=== Instruction ===
Swap "Would you kindly" for "Could you please" everywhere in the material below, and keep every other part of each line the same.

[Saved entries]
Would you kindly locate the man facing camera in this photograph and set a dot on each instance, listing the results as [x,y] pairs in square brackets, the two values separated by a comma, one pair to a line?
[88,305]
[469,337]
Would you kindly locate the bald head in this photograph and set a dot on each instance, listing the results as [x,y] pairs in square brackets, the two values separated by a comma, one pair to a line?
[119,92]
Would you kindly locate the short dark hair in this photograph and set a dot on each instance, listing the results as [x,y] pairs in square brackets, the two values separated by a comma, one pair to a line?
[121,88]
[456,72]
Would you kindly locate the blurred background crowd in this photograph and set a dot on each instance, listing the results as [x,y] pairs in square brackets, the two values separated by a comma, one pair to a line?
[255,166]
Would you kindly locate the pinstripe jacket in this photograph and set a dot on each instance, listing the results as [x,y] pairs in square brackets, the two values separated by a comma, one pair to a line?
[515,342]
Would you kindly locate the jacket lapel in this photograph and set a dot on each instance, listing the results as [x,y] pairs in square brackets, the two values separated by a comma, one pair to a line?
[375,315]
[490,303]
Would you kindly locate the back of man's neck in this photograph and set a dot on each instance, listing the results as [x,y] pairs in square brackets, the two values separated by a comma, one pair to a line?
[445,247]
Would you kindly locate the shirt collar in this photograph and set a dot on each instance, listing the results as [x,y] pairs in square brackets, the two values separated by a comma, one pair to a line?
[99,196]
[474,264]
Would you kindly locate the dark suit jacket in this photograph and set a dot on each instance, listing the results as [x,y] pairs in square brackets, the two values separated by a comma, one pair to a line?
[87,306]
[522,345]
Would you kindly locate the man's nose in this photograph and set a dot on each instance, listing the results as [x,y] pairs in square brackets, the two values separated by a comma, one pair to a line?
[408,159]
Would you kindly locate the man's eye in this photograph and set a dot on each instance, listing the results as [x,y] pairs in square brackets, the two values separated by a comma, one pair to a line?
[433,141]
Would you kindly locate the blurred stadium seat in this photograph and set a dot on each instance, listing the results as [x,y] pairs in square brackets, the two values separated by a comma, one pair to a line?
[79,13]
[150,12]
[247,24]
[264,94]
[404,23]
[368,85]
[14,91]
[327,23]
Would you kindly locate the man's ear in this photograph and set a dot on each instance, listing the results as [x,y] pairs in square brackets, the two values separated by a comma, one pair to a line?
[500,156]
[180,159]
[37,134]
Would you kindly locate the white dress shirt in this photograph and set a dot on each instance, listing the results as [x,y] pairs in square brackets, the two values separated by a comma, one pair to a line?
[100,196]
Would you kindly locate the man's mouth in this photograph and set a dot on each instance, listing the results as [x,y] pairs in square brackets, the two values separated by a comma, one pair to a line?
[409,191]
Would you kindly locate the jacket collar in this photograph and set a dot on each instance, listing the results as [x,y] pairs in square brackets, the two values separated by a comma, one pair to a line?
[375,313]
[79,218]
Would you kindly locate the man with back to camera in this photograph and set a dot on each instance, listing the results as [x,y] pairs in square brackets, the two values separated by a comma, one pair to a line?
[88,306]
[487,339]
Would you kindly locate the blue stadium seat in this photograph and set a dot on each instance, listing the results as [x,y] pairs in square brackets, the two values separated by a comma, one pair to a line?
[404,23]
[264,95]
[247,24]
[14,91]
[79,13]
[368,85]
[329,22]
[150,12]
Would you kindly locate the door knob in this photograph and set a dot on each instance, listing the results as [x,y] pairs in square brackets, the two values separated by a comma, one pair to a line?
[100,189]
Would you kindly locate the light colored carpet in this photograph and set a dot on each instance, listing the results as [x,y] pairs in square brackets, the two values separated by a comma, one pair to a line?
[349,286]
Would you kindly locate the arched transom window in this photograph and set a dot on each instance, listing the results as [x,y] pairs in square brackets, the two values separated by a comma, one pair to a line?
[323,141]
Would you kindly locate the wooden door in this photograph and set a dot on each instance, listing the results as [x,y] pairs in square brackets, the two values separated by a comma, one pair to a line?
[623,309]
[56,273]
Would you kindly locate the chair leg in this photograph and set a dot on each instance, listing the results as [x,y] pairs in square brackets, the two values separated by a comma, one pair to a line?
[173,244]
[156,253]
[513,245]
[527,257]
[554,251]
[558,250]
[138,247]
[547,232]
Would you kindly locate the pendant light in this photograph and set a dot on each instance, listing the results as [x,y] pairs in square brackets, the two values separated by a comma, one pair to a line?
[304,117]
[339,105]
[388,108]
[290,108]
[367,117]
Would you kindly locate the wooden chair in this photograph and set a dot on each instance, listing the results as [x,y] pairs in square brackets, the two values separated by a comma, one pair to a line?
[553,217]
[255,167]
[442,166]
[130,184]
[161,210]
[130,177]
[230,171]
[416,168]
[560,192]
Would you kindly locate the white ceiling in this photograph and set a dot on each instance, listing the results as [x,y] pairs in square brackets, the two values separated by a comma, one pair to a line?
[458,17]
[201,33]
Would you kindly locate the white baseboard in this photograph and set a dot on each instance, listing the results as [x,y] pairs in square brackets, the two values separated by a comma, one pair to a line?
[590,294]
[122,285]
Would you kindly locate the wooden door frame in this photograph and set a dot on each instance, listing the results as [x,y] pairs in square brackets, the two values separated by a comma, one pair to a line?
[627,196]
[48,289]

=== Solution for this exercise ===
Could you please locate the man facing camera in this photograph and set a dot on each instance, listing the results as [x,y] pairs in square brackets, the two values separated by a comma, one pair to a line?
[88,305]
[469,337]
Could you please locate the bald head in this photograph and set a dot on each instance, listing the results as [x,y] pairs in square brackets, the two values separated by a comma, one pair to a line?
[119,92]
Could you please locate the short dark hair in this photograph and set a dot on each instance, listing the results as [x,y] pairs in square brackets, the two values separated by a comma, one pair to a line?
[121,88]
[456,72]
Could you please locate the blurred background crowd in this photograph and set a dot on each instance, listing the results as [x,y] pairs in square brackets, the two values separated by a comma, one pair to a line?
[255,166]
Could you please locate the pinstripe jacket in this photograph and set a dot on each instance, listing the results as [x,y] pairs in square brackets, the two values separated by a comma, one pair to a line?
[515,342]
Could you please locate the jacket lapel in this photograph and set a dot on each instance, listing the results as [x,y] pairs in square brackets, the two values separated by a comma, one pair to a line?
[375,315]
[490,303]
Could you please locate the back of man's neck in this photograph and set a dot on each instance, listing the results as [x,y] pairs in square brackets, the two values separated by a comma, one pair to a line?
[445,247]
Could you please locate the shirt collar in this photograph and set a dot on each instance, listing the results as [x,y] pairs in square brackets, the two values separated by a comma, one pair to a line?
[99,196]
[474,264]
Could you please locate the dark suit jacket in this photograph and set a dot on each instance, listing the results as [x,y] pairs in square brackets, the two values separated by a comma, one pair to a line?
[87,306]
[522,345]
Could you please locate the man's nose in this photograph and set a dot on each instance, listing the results as [x,y] pairs in square brackets, the two values separated by a comma, one pair to a line?
[408,159]
Could you please locate the man's eye in this photograph and set a dot on each instance, listing the results as [x,y] pairs in square brackets, the two values separated by a comma, one pair to a line?
[433,141]
Could you please locate the blurred stadium seat in this photograph and set a dot on each instance, listing the results as [x,y] pairs in square brackets, the two values separated by a comma, one pair to a line?
[79,13]
[150,12]
[247,24]
[264,94]
[404,23]
[368,85]
[14,91]
[327,23]
Could you please locate the man's ear in this photograph and set a dot on each instance, listing the results as [x,y] pairs in square brackets, the two values separated by a comma, one pair to a line?
[500,156]
[180,159]
[37,134]
Could you please locate the white dress shirt in this photograph and set a dot on each instance, listing the results as [x,y] pairs in square brackets, the two values separated by a comma, one pair to a line?
[100,196]
Could you please locate the man's mouth in this photograph and set a dot on each instance, listing the results as [x,y] pairs in square brackets, the two values separated by a comma, one pair to a line?
[409,191]
Could you please locate the jacket collar in this photograph and set a dot on each instance, listing the results as [x,y] pairs in square brackets, the two values separated by a comma, one pair to a line?
[375,313]
[79,218]
Could you please locate the man with back to camera in this photograph and set a dot on each instance, listing the results as [x,y] pairs in square brackets, the two values separated by a comma, one pair to a line?
[88,306]
[487,339]
Could you please locate the blue stadium seat in this photograph and set a dot on each instance, listing the results as [x,y] pairs in square brackets, the two values separated by a comma, one pair to a line?
[404,23]
[264,95]
[247,24]
[14,91]
[79,13]
[368,85]
[329,22]
[150,12]
Could you please locate the door knob in this photograph and set a dot on each instance, listing the results as [x,y] pairs in square brackets, the two values separated by a comma, one pair to a line?
[100,189]
Could you please locate the light colored carpet in this photograph and set a dot on each instance, listing the results as [x,y] pairs in square brackets, the two values separated by a comma, one pair to a line?
[349,286]
Could you please locate the arched transom window in this photograph and set a dot on each instance, listing the results as [x,y] pairs in square brackets, the two values separated by a comma, one pair to a line?
[323,141]
Could you please locate the wooden door in this photograph and set a dot on each instance, listing the results as [x,y] pairs in square brackets, the two values separated by a comma, one pair to a line?
[623,309]
[56,273]
Could you please locate the chair leg in this photograph and set a dot on each instance, listing the results as [x,y] pairs in square brackets, the two values separated by a comma, one pair to a line?
[173,244]
[156,253]
[513,245]
[527,257]
[554,251]
[558,250]
[138,247]
[547,232]
Could you please locate the pendant light in this photograph and set a dot on each instance, listing the results as [x,y] pairs in square brackets, the two values separated by a comma, one pair to a line?
[304,117]
[339,105]
[388,108]
[290,108]
[367,117]
Could you please locate the wooden chair in this photograph and set a dot on each instance, listing the results as [x,y] pairs in square brackets, the two values separated by a comma, one pair to a line?
[553,217]
[255,167]
[442,166]
[130,184]
[161,210]
[130,177]
[230,171]
[416,168]
[560,192]
Could you please locate the white ceiling in this photograph and set a dot on each instance, listing the results as [x,y] pairs in square brackets, the two values separated by a comma, one pair to a line?
[458,17]
[201,33]
Could you please locate the white baseboard in this photograph and set a dot on each instance, listing the results as [x,y] pairs in square brackets, the two values separated by a comma, one pair to a line?
[590,294]
[122,285]
Could you please locate the wooden door frame in this photograph and set a dot on each instance, listing the results as [x,y] pairs in square brackets, the two values separated by a comma, one pair to a line?
[627,196]
[48,289]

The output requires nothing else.